**WHAT THE EXERCISE ASKS:**
Print the passage of the article on the battle over Margaret Thatcher from "More respectable opponents" up to and including "had ever been.", word for word.

Segment Start: DOCUMENT SECTION

The battle over Margaret Thatcher

The week in review: A battle over Maggie’s corpse

The week in review: A battle over Maggie’s corpse

For most dead people, there would be something unseemly about a political battle over their still-warm corpse. Not for Maggie, who was a seasoned political warrior, a frontline politician who got down and dirty with the best of them. "Yes, I'm rather enjoying this," she observed once, during a Commons fight. There was plenty for her to savour in the week of her death.

The week saw plenty of carefully-worded diplomatic statements but its biggest falsehood was that the reaction was personal, not political. In actual fact, it was profoundly political. Supporters and opponents knew her death was their last chance to cement their interpretation of her legacy in the national consciousness.

From the moment the news broke, conservatives tried to elevate this most partisan of leaders to the status of a national unity figure. Any criticism was ruled out of order. A statue was suggested for Trafalgar Square. A new airport would be named in her memory. The funeral would need to be an official state occasion.  It was quite excessive.

Sections of the left behaved as we always knew they would – dancing in the street and smashing up charity shops. It's a bizarre way to handle the death of someone they dislike for her lack of compassion, admittedly. It was predictable and unseemly, but the relatively few party-goers were handed far more media coverage than they had any right to expect.

More respectable opponents of the Iron Lady restricted themselves to commenting on aspects of her character no-one could disagree with. Hundreds of responses could be summarised as: 'I may not have agreed with what she believed, but she definitely did believe in it.' It became tiresome very quickly.

By the end of the first day, it was plain that Britain was as divided over Thatcher as it had ever been.

Segment End: DOCUMENT SECTION
Segment Start: SOURCE INFORMATION

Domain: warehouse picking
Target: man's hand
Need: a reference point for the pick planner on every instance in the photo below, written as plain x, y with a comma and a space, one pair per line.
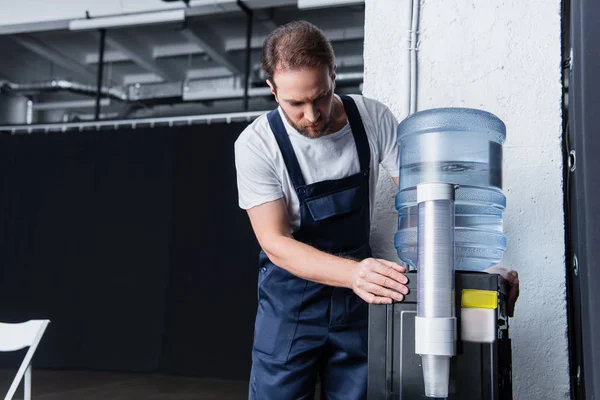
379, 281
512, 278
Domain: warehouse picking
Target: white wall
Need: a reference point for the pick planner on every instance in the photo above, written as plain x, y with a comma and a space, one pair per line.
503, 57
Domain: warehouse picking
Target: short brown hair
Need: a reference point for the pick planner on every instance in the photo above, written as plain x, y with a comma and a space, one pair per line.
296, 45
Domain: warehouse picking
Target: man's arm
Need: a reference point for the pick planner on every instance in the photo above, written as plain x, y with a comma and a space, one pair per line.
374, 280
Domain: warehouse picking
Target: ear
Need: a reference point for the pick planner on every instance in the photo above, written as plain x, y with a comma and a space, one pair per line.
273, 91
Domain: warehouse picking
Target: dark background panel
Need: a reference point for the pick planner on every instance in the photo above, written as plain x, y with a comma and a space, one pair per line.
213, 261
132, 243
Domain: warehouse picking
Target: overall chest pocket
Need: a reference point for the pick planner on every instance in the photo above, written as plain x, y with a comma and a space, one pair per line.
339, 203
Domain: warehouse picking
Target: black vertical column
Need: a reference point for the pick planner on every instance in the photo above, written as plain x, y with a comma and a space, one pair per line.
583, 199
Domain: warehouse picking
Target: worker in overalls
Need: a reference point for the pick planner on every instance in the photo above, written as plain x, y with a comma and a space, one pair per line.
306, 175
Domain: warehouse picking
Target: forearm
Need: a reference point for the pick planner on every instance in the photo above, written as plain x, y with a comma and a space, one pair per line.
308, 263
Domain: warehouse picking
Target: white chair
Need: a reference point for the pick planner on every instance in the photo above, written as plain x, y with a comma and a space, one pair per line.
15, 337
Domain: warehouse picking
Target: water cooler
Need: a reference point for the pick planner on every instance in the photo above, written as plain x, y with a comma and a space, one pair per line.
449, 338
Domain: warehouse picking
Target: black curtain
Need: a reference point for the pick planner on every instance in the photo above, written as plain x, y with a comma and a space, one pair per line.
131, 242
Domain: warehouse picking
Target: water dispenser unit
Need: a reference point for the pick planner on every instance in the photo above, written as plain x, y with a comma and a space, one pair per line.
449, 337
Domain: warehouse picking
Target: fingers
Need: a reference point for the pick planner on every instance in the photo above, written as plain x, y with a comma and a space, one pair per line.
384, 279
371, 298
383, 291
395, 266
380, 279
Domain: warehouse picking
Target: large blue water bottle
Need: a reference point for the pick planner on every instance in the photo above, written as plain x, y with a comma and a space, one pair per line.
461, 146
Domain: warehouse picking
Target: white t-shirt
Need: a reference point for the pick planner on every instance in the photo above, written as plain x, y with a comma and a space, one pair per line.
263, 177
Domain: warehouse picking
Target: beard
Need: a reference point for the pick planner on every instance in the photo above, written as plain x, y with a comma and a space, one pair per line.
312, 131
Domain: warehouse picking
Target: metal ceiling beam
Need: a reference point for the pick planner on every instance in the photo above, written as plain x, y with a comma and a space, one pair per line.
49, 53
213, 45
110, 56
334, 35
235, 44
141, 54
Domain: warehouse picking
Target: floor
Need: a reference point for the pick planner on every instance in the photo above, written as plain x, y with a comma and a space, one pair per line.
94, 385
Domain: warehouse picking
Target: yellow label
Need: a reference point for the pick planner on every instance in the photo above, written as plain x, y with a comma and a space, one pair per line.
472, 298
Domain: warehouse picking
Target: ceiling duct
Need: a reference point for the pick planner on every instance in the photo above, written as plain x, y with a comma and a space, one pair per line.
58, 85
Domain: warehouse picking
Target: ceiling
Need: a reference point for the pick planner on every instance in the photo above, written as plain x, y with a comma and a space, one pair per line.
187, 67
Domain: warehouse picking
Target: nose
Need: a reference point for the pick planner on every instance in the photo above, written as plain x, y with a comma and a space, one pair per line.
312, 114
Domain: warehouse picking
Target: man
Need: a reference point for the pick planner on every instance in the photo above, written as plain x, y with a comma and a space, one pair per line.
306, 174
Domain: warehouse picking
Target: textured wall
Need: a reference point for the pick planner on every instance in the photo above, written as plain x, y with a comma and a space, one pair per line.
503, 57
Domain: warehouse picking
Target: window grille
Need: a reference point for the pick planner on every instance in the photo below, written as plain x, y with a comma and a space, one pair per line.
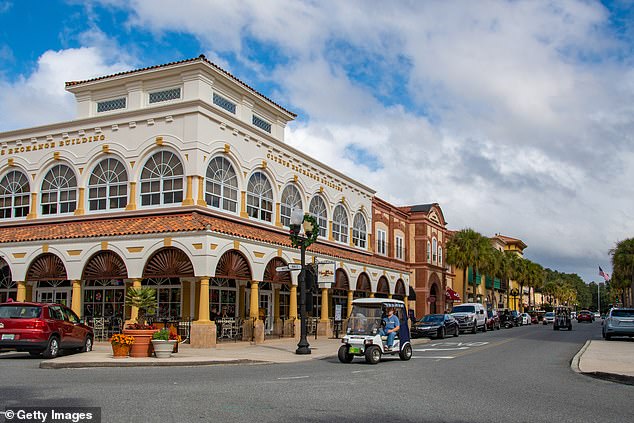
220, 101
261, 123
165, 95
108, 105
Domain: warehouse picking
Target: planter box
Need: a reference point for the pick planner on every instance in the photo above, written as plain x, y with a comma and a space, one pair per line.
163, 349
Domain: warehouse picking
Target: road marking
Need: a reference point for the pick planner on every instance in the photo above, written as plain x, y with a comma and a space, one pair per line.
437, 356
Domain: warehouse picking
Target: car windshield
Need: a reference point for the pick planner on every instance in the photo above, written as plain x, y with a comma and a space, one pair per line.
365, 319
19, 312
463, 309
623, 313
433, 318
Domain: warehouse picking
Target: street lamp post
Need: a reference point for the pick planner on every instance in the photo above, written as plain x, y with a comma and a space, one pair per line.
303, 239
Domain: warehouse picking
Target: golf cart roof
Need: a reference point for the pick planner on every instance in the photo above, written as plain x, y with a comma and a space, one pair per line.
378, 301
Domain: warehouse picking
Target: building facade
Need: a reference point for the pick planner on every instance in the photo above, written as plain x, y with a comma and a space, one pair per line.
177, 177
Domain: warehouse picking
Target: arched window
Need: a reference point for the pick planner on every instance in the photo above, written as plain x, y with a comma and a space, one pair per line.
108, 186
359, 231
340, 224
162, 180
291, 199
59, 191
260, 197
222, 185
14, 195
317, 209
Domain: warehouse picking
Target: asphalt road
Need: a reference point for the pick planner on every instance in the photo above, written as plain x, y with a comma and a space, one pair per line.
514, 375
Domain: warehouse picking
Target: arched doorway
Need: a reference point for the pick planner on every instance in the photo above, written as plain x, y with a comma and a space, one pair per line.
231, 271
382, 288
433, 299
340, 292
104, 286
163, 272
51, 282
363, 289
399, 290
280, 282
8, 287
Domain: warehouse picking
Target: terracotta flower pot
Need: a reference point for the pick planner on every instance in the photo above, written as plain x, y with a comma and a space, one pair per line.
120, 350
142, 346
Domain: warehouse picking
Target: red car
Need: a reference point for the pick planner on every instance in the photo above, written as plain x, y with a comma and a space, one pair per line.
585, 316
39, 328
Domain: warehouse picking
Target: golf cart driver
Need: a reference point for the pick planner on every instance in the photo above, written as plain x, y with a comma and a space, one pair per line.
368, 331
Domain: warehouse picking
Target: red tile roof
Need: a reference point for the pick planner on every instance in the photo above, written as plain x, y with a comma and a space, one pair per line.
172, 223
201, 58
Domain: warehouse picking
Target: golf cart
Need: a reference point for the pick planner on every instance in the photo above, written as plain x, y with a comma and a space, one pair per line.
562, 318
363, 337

Segment End: SOURCE INFORMATION
Segment Start: SOURCE INFORMATION

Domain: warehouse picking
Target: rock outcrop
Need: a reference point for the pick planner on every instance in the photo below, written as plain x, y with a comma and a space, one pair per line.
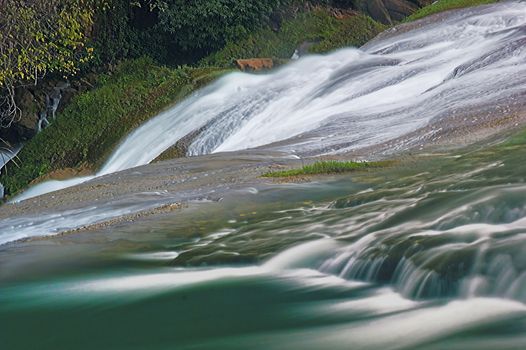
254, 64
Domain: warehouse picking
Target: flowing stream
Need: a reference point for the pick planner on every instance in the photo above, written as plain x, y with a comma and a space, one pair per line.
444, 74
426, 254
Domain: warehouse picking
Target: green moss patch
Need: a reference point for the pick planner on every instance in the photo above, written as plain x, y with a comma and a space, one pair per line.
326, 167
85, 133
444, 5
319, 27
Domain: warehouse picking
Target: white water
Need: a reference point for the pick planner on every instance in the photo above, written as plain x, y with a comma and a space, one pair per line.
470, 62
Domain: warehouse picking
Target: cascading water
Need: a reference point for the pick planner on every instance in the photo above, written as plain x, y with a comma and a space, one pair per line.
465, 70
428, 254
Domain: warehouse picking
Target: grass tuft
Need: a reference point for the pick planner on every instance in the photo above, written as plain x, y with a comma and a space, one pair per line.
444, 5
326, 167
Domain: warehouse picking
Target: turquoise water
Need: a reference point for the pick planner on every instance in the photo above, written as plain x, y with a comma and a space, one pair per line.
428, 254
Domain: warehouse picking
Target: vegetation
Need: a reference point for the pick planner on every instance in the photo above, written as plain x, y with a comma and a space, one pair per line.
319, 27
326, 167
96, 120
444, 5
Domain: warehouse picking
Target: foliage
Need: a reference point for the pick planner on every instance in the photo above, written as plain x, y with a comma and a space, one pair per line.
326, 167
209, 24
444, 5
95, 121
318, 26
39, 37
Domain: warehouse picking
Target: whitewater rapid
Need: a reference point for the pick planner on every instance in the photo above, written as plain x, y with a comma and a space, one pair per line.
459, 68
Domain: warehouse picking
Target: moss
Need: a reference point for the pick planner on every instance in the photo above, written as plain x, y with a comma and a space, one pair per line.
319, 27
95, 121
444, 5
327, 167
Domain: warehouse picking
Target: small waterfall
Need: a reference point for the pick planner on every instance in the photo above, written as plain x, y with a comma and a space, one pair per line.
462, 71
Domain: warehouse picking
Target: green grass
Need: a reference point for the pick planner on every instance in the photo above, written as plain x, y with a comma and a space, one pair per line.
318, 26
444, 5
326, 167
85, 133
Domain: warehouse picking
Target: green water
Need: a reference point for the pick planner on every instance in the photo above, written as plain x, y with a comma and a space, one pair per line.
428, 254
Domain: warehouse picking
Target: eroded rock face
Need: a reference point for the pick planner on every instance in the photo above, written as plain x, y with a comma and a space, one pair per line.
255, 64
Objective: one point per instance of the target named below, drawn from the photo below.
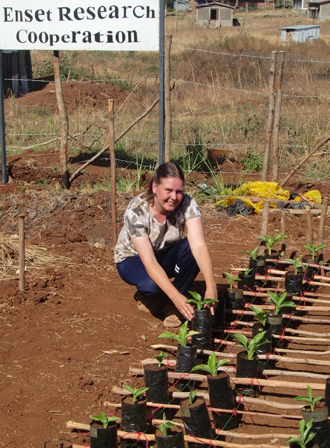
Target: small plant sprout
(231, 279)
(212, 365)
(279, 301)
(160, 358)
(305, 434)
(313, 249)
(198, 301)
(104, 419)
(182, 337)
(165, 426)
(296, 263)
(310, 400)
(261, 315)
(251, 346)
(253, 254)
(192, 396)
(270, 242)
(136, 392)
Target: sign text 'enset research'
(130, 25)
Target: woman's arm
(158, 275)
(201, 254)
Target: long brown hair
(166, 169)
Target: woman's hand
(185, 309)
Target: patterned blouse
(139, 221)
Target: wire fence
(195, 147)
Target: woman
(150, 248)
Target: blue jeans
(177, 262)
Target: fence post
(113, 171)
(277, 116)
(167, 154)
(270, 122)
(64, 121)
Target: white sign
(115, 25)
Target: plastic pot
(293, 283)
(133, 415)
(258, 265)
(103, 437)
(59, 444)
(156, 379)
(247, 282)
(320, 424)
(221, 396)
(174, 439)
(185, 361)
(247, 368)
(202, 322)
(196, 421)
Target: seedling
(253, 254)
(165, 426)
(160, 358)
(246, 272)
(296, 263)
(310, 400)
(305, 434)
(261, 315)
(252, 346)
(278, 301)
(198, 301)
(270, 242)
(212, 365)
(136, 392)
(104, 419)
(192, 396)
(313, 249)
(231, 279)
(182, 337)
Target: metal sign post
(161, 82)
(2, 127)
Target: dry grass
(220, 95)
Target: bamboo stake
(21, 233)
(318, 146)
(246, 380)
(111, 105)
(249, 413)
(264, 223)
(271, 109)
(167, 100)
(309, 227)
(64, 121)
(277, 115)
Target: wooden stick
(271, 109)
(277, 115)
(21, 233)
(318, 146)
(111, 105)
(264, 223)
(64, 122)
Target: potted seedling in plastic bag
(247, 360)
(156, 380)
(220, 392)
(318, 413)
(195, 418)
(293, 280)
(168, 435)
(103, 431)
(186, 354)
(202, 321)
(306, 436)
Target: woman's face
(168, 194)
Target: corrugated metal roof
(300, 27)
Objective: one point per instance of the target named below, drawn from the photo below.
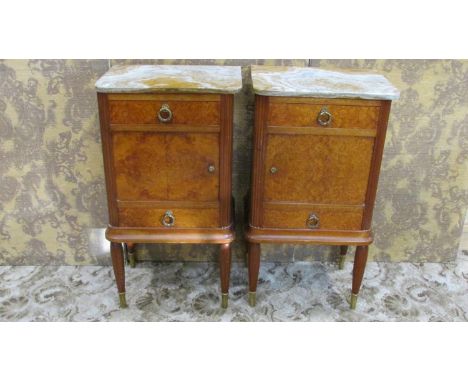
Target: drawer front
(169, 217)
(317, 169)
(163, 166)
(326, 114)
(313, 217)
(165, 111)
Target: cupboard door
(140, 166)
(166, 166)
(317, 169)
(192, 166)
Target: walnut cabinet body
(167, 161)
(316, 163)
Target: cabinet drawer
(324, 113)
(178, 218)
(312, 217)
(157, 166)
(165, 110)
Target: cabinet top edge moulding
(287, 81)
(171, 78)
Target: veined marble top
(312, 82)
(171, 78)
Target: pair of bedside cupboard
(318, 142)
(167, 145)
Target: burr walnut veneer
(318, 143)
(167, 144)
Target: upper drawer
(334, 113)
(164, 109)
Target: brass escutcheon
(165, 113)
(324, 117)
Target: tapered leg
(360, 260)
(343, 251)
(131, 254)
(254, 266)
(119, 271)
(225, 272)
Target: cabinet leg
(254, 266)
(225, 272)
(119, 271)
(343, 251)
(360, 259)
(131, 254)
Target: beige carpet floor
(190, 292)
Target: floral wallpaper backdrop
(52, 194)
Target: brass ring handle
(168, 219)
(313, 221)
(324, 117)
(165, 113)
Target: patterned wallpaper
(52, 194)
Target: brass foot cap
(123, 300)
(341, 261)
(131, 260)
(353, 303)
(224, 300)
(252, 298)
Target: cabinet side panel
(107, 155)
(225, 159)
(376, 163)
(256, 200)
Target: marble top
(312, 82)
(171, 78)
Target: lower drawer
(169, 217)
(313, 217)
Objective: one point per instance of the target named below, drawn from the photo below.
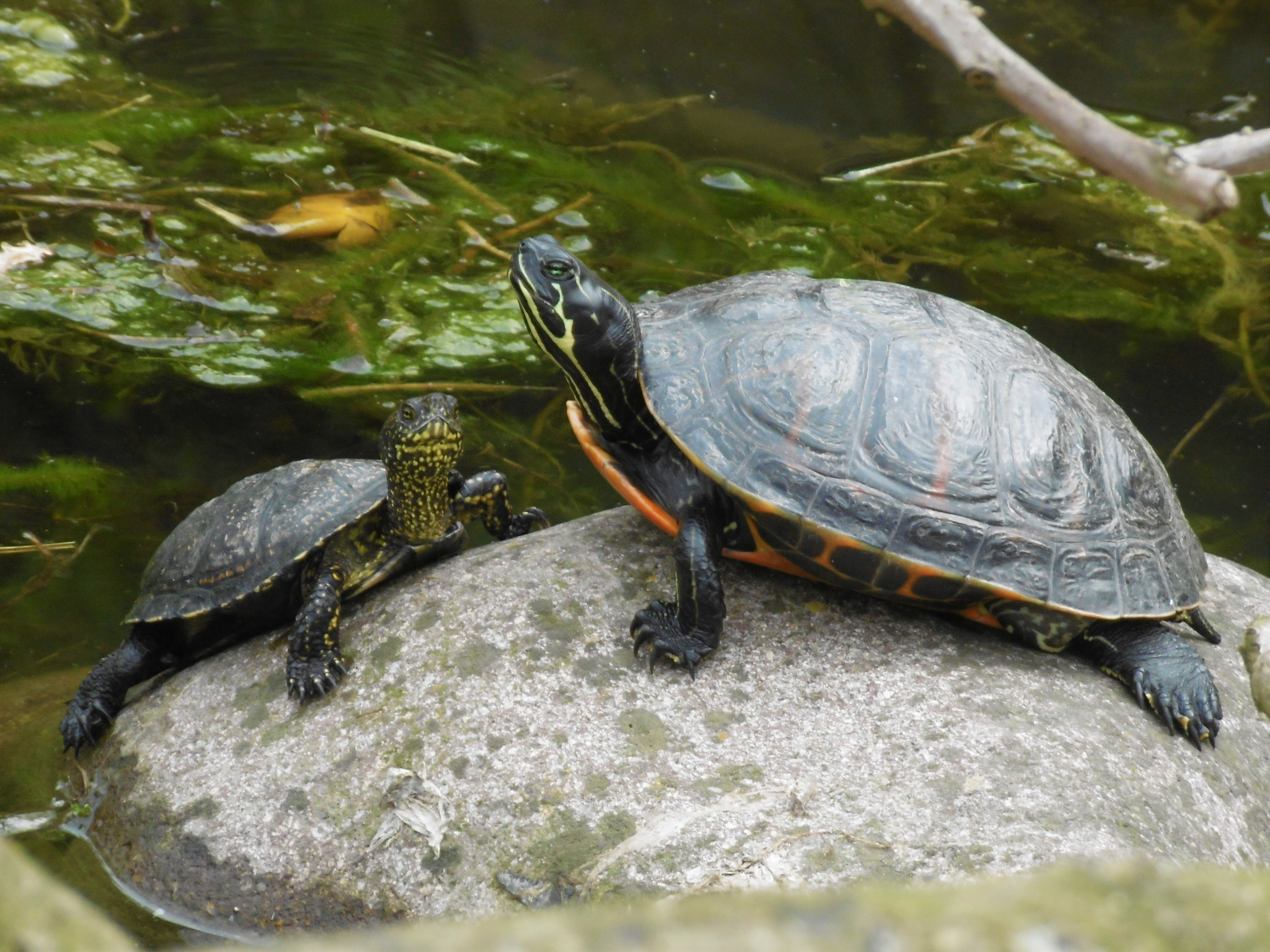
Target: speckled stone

Segment End: SOURCE INFORMATION

**RESULT OF THIS TASK:**
More respectable opponents of the Iron Lady restricted themselves to commenting on aspects of her character no-one could disagree with. Hundreds of responses could be summarised as: 'I may not have agreed with what she believed, but she definitely did believe in it.' It became tiresome very quickly.

By the end of the first day, it was plain that Britain was as divided over Thatcher as it had ever been.